Point localization data:
###

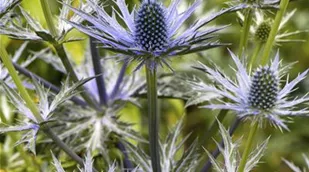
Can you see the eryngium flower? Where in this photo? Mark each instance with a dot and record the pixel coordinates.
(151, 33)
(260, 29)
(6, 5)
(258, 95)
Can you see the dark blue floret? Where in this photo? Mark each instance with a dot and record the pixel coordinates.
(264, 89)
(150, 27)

###

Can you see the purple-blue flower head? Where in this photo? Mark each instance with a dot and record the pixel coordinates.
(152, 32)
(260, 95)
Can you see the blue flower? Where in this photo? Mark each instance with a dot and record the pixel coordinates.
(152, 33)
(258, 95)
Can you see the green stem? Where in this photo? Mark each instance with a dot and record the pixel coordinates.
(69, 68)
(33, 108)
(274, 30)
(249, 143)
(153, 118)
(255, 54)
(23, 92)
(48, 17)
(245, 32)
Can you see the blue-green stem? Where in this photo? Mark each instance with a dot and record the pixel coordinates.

###

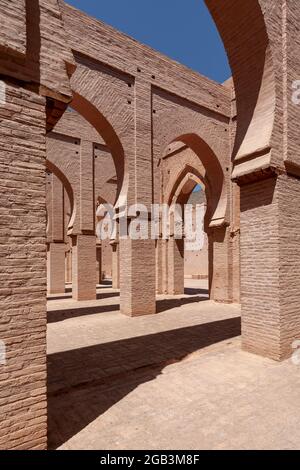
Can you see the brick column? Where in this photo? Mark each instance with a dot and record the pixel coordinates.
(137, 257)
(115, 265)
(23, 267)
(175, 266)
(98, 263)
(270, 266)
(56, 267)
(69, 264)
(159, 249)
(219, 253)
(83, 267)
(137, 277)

###

## Task item
What you give back should be only the lines of the records above, starting at the line with "Can you see the blue flower?" and ending at the line with "Can you see the blue-green", restated word for word.

## Your response
Can you see the blue flower? Where in this photo? Mark each instance with a dot and record the pixel coordinates.
(152, 33)
(258, 95)
Can you see the green stem? Where in this photo? Mark each instance with a dot and record the pixel coordinates.
(69, 68)
(33, 108)
(274, 30)
(249, 143)
(153, 118)
(255, 54)
(23, 92)
(48, 17)
(245, 32)
Can you see the blue-green stem? Where in this photo? Mark each instance with a dot and record the pixel coordinates.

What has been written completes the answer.